**Exercise instructions:** What is needed is an exact copy of the records below, minus any pictures.
***
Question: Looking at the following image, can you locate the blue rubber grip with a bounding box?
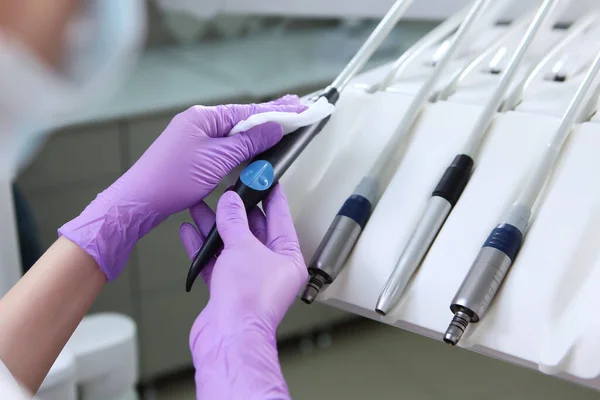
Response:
[239,160,275,191]
[483,223,523,262]
[338,195,372,229]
***
**Task response:**
Question: Looking at the following image, can you locate the blue rubber grip with a bounding box?
Response:
[239,160,275,191]
[483,223,523,262]
[338,195,372,229]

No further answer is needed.